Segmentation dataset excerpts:
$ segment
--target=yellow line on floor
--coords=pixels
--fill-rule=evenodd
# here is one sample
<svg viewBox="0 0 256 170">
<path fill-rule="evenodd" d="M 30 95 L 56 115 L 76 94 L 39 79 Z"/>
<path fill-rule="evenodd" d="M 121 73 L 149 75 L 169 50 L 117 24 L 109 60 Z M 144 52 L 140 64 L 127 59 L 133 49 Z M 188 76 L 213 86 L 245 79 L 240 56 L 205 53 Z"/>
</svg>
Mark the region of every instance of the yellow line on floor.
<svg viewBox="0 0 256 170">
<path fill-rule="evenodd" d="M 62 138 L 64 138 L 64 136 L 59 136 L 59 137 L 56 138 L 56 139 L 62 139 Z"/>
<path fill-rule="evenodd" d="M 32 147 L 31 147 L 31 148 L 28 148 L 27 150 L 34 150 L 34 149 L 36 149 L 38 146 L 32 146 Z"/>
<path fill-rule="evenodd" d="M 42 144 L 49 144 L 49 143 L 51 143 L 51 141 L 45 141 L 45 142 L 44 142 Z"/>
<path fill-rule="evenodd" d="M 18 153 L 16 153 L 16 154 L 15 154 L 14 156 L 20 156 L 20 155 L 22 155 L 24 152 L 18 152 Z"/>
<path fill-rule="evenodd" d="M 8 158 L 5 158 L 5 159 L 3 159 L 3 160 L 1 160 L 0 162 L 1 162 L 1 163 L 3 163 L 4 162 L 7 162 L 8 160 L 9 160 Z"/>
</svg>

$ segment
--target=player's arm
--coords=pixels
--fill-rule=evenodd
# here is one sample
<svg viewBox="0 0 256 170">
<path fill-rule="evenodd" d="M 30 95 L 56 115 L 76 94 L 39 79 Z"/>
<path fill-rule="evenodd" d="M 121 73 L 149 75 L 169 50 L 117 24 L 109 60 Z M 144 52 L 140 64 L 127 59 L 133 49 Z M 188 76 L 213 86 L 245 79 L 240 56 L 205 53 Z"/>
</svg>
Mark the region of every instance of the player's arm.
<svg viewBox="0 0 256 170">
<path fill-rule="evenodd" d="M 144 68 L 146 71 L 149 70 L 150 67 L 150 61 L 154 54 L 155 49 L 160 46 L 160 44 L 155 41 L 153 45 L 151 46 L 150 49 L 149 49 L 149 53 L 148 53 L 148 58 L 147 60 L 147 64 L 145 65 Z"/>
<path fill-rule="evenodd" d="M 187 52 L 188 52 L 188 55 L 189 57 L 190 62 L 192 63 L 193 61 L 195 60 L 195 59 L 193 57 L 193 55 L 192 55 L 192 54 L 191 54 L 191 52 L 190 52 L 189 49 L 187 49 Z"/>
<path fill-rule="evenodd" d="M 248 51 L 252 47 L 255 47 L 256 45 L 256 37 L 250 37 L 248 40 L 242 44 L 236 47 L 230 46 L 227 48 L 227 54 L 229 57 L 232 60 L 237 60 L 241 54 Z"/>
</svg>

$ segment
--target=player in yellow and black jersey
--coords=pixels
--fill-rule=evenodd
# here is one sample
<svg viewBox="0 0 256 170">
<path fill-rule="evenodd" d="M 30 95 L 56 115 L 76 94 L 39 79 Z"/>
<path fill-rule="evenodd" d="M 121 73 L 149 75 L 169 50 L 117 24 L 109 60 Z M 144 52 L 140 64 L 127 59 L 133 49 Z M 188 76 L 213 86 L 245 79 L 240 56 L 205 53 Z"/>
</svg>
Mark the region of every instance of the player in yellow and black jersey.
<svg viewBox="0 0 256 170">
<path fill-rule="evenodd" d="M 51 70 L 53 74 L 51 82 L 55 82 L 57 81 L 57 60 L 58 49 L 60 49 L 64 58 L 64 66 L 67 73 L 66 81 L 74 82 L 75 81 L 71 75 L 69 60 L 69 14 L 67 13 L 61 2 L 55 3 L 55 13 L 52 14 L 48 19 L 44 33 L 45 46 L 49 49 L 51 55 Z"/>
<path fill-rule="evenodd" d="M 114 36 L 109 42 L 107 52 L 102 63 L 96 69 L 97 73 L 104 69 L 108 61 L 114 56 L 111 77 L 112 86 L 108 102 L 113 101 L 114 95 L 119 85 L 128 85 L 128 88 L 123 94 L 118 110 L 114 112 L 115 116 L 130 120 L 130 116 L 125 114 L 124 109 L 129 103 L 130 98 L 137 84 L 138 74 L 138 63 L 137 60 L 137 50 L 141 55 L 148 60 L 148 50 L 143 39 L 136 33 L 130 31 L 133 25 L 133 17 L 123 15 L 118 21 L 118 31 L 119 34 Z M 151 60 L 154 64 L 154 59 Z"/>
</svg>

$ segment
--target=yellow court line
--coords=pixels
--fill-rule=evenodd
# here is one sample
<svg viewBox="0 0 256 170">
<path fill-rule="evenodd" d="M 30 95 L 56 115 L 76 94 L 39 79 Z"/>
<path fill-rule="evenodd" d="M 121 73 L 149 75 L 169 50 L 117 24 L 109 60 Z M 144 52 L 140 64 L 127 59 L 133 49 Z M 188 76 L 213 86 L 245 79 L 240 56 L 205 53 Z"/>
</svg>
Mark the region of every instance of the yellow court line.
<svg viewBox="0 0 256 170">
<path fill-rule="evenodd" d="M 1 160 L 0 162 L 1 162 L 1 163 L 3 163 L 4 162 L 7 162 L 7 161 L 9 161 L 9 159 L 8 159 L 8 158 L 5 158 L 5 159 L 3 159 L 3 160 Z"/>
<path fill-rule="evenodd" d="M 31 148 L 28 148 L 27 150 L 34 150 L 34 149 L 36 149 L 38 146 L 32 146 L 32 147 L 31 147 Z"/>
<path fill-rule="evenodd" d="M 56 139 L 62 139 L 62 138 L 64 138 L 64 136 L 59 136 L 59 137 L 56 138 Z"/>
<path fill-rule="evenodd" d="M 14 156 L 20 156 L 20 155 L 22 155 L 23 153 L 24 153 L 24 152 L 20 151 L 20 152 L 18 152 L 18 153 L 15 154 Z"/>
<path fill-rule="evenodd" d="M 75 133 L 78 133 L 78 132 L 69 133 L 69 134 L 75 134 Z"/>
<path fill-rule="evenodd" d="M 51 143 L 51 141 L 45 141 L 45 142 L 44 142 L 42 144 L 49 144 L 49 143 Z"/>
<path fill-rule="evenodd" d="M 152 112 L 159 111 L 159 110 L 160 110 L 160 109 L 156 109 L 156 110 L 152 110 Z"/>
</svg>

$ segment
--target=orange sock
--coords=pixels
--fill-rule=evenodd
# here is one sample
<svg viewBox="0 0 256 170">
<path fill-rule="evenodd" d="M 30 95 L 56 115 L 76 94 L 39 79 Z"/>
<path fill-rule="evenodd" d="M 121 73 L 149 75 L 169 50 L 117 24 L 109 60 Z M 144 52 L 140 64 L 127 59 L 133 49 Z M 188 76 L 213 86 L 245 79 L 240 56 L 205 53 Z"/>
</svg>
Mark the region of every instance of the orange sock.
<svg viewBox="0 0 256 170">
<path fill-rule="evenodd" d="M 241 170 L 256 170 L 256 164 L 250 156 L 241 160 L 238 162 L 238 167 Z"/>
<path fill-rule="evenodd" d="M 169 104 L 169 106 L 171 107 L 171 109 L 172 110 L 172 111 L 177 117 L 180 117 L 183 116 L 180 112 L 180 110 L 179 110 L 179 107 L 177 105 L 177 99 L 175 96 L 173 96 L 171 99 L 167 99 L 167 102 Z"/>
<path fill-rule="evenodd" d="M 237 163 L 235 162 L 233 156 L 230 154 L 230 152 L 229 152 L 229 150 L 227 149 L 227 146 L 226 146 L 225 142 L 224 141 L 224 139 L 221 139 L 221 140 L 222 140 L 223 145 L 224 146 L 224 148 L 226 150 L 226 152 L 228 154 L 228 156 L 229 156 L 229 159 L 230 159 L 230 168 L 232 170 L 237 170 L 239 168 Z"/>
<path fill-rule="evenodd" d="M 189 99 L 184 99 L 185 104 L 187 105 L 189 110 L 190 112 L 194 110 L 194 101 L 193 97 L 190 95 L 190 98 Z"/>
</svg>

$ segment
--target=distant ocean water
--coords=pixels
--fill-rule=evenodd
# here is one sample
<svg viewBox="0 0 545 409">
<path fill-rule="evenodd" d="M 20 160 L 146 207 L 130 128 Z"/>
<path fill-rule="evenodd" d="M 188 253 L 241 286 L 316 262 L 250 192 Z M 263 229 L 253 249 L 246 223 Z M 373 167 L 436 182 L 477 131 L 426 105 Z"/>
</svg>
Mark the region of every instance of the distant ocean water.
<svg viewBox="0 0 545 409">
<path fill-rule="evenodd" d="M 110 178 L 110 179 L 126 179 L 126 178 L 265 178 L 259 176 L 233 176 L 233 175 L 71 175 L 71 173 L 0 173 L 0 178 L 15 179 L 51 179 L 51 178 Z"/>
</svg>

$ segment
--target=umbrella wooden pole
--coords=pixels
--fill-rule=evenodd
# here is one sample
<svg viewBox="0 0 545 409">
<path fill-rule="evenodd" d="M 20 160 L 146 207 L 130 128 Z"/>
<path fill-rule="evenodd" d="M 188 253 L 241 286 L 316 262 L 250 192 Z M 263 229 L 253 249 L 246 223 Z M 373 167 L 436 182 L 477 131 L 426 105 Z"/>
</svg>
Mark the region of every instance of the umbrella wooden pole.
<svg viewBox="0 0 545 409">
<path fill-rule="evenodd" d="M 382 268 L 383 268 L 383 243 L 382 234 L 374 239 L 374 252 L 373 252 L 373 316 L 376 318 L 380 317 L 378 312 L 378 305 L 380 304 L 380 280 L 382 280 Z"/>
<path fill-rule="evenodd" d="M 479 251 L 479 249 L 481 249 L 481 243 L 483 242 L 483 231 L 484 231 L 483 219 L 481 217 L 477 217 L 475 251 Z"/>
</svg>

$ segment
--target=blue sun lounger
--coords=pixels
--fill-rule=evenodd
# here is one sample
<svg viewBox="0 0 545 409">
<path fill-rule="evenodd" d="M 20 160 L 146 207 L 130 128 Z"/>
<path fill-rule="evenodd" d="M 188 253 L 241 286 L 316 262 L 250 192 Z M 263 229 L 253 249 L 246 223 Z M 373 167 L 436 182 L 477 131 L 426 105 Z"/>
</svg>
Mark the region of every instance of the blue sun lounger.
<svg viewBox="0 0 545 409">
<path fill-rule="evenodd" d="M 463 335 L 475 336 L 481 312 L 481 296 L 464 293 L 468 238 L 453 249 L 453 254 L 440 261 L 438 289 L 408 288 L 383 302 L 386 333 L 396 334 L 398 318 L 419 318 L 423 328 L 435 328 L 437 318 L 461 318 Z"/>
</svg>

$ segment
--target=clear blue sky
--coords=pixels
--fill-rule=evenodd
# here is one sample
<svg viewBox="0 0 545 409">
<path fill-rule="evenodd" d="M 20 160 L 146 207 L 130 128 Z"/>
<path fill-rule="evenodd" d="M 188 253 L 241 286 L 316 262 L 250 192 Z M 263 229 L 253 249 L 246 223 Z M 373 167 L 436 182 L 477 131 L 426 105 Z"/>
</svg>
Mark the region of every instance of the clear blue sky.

_TASK OBJECTIVE_
Could you write out the rows again, from the start through the line containing "49 143 L 51", substituting "white line on floor" for "yellow line on floor" and leaving everything else unchanged?

_EXERCISE ANSWER_
$ segment
--target=white line on floor
--coords=pixels
--fill-rule=evenodd
# here is one sample
<svg viewBox="0 0 256 170">
<path fill-rule="evenodd" d="M 30 95 L 56 115 L 76 94 L 39 79 Z"/>
<path fill-rule="evenodd" d="M 121 73 L 149 75 L 169 50 L 117 24 L 109 60 Z M 144 52 L 140 64 L 127 59 L 133 49 Z M 188 76 L 213 86 L 245 79 L 240 56 L 205 53 Z"/>
</svg>
Mark the region of every instance of the white line on floor.
<svg viewBox="0 0 256 170">
<path fill-rule="evenodd" d="M 62 138 L 64 138 L 64 136 L 59 136 L 59 137 L 56 138 L 56 139 L 62 139 Z"/>
<path fill-rule="evenodd" d="M 32 147 L 31 147 L 31 148 L 28 148 L 27 150 L 34 150 L 34 149 L 36 149 L 38 146 L 32 146 Z"/>
<path fill-rule="evenodd" d="M 42 144 L 49 144 L 49 143 L 51 143 L 51 141 L 45 141 L 45 142 L 44 142 Z"/>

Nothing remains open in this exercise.